╭──

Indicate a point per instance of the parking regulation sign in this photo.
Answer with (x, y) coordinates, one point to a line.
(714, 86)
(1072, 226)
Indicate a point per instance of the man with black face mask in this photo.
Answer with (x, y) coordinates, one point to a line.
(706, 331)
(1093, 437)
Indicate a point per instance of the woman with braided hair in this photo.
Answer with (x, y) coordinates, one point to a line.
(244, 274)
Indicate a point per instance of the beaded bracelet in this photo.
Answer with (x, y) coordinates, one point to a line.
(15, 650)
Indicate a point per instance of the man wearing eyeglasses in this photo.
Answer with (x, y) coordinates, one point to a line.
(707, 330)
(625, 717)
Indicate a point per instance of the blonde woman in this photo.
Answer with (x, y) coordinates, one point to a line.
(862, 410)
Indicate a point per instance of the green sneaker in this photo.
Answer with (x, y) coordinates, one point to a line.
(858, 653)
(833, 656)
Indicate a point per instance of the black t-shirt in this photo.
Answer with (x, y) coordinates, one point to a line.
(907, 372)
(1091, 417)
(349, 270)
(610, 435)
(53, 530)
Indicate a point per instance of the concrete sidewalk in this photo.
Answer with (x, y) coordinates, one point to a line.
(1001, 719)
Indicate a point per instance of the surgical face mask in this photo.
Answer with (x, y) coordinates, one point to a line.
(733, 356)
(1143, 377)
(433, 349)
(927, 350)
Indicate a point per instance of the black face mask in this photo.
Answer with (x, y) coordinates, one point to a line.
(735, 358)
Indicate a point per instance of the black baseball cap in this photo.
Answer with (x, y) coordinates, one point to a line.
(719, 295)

╰──
╭──

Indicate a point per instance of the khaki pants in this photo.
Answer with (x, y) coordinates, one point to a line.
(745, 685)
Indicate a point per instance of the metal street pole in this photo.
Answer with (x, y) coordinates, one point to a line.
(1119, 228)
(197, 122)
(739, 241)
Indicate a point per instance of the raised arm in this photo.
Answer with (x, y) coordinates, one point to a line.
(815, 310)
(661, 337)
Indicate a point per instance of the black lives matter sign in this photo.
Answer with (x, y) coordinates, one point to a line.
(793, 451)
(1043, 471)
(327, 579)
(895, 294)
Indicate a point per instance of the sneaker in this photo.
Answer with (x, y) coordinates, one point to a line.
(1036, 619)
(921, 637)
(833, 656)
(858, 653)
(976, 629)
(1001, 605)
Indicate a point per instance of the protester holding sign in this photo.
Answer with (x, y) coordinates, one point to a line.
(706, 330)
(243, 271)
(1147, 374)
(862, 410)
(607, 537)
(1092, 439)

╰──
╭──

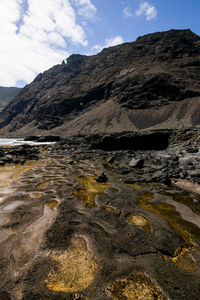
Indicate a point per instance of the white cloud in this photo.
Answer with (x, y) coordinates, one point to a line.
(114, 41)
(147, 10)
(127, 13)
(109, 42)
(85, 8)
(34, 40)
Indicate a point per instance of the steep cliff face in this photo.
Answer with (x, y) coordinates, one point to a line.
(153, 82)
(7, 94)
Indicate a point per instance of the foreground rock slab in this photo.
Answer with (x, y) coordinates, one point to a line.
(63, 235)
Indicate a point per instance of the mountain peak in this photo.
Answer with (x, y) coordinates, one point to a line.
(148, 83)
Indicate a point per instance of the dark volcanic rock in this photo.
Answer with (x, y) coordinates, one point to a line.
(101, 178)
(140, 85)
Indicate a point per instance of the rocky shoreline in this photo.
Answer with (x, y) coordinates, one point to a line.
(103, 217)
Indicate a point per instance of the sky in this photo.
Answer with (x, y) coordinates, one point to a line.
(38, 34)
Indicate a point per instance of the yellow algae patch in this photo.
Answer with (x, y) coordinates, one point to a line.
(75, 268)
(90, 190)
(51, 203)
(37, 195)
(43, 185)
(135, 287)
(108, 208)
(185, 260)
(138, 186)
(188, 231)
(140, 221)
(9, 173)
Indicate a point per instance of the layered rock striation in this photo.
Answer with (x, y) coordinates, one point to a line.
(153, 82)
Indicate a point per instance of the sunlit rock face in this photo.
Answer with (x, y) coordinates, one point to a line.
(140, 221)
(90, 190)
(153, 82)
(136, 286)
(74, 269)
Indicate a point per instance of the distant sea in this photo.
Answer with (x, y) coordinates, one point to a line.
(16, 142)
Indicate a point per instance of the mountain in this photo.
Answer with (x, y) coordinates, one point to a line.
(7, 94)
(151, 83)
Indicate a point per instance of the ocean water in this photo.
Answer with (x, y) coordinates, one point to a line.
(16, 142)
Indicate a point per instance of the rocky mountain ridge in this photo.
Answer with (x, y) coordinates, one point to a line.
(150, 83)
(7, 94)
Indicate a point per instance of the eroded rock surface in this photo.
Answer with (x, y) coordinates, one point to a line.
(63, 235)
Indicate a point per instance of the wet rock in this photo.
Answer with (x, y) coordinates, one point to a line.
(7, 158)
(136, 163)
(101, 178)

╰──

## EXERCICE PROPOSÉ
Modifie tout ce qui va de la ligne contenant « Indicate a point per instance of the parking » jusqu'à celle contenant « (1093, 437) », ces deux lignes comprises, en remplaçant « black face mask » par « surgical face mask » sans rien changer d'autre.

## RÉPONSE
Indicate a point per instance of the parking regulation sign in this photo.
Answer with (x, y) coordinates, one point to a line.
(714, 86)
(1072, 226)
Indicate a point per instance of the man with surgical face mask in this photo.
Answer with (x, y) coordinates, one point to a line.
(706, 331)
(1093, 437)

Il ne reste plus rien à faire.